▸ PROBLEM
Write each line word for word, from the line that contains "Task: set a pin on each instance of the straw" through the last line of the material below.

▸ RECORDS FOR THE EXERCISE
▬▬▬

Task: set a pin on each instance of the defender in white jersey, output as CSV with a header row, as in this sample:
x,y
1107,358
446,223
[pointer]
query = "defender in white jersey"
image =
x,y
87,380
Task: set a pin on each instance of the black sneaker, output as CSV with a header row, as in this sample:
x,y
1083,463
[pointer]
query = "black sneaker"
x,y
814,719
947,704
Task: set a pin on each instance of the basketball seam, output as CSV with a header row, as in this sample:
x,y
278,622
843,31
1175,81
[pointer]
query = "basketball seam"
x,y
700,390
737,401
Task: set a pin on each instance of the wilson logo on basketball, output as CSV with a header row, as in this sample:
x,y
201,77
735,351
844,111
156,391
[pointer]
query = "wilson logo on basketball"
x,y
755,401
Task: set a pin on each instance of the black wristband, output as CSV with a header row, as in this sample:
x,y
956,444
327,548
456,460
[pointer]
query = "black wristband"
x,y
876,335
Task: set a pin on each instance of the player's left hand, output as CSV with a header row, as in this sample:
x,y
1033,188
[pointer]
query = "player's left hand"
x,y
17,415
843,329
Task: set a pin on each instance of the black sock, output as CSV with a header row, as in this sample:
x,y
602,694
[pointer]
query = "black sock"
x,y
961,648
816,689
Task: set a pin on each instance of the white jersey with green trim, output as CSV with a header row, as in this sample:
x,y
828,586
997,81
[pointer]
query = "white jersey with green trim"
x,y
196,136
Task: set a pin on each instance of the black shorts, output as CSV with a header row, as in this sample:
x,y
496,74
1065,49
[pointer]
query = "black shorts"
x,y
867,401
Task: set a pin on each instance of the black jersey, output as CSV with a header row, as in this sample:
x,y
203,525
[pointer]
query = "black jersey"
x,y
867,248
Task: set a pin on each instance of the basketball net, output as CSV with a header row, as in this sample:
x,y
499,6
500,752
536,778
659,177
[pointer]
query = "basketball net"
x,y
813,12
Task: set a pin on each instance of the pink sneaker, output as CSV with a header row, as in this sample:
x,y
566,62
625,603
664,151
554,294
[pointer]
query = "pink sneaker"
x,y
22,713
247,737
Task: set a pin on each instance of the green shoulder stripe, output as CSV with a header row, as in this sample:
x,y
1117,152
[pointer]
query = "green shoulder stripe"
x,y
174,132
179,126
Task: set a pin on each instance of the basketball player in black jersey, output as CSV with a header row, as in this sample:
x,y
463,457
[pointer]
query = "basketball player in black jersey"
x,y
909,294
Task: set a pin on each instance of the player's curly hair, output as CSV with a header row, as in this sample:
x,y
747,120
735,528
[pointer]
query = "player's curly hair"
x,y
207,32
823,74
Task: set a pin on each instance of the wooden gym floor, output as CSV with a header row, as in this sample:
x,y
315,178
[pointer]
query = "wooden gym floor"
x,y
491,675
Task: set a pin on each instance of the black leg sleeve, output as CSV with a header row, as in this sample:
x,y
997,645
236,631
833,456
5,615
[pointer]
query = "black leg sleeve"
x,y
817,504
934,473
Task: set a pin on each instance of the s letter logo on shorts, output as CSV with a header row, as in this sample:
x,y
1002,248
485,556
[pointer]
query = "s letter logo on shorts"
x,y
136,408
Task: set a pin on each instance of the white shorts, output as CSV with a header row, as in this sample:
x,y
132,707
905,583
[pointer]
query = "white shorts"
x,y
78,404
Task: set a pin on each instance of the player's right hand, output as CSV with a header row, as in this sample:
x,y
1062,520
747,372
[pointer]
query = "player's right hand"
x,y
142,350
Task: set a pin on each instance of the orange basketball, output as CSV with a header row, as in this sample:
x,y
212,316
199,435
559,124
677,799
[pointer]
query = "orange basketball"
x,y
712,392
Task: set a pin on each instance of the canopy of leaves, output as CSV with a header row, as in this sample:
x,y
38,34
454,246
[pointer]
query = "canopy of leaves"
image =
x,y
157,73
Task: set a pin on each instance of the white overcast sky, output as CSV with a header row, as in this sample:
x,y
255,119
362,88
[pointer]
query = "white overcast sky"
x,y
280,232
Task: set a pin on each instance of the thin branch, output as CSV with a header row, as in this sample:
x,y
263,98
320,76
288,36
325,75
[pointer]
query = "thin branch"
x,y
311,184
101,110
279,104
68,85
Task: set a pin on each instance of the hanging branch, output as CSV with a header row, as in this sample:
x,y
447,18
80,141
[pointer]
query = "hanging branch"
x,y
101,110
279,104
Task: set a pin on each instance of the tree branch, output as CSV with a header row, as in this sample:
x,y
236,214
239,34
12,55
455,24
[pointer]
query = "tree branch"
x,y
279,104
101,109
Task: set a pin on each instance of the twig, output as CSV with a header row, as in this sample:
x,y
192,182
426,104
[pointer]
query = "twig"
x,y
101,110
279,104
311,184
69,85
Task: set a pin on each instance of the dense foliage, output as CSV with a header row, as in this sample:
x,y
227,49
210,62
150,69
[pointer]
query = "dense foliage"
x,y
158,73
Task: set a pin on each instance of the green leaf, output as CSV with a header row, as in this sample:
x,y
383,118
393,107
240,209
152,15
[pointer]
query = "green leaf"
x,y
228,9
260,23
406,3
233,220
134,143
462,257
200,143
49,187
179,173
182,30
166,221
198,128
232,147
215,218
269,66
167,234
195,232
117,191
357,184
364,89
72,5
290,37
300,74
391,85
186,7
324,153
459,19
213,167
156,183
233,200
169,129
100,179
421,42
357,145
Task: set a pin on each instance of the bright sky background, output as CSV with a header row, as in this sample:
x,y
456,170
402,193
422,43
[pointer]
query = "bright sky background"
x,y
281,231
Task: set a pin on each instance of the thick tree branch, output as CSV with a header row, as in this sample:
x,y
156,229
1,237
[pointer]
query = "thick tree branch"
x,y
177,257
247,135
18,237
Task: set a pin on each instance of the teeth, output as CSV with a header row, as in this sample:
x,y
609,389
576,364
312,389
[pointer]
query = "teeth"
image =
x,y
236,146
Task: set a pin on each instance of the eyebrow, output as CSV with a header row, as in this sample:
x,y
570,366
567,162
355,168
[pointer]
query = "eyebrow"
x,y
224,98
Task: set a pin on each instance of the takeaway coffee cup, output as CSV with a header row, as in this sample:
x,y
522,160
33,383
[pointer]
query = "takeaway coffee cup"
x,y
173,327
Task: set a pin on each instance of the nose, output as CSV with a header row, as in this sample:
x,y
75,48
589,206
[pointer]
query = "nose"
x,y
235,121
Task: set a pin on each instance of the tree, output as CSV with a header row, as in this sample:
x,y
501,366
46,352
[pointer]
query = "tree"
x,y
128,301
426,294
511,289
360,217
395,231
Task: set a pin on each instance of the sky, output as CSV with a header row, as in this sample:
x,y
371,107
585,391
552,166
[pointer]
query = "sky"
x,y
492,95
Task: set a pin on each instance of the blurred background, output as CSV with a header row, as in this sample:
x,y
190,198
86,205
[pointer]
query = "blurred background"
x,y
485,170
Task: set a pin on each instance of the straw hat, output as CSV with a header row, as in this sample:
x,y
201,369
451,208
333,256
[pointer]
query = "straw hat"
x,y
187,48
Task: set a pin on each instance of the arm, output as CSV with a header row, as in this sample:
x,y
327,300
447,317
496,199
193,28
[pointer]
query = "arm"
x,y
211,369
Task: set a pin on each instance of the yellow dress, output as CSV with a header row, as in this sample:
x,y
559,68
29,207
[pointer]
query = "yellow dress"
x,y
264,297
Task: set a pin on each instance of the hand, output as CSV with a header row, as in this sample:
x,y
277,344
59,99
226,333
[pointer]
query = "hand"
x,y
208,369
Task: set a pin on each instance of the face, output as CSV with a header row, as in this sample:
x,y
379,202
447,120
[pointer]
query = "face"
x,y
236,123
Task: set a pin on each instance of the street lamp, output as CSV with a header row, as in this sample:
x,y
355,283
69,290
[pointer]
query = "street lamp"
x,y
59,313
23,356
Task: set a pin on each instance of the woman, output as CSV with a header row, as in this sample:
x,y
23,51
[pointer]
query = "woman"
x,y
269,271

▬▬▬

▸ ANSWER FOR THIS EXERCISE
Task: set a pin on each instance of the straw hat, output as CSV with a header row, as in this sample:
x,y
201,369
451,208
333,256
[pointer]
query = "straw hat"
x,y
187,48
Task: set a pin on each instance of the arm, output as CSV with a header row, as in this sample:
x,y
327,300
447,317
496,199
193,28
[pointer]
query = "arm"
x,y
211,369
Task: set a pin on each instance of the yellow dress, output as CSV with a header row, as in this sample:
x,y
559,68
29,207
[pointer]
query = "yellow dress"
x,y
264,297
Task: set a pin on each instance of the hand, output as CSV with a header row, as in this sample:
x,y
277,344
59,99
226,333
[pointer]
query = "hand"
x,y
208,369
Task: set a pin on each instance of the face, output as CSV with a header row, as in this sample:
x,y
379,202
447,120
[pointer]
query = "face"
x,y
236,123
Task: set a pin on each instance of the street lamp, output as CSV with a header row, as in this sample:
x,y
355,283
69,290
[pointer]
query = "street lamp"
x,y
59,313
23,356
Task: set a pin on each instance of the woman, output as CSV with a header row, as in this sample:
x,y
23,51
[pointer]
query = "woman"
x,y
269,271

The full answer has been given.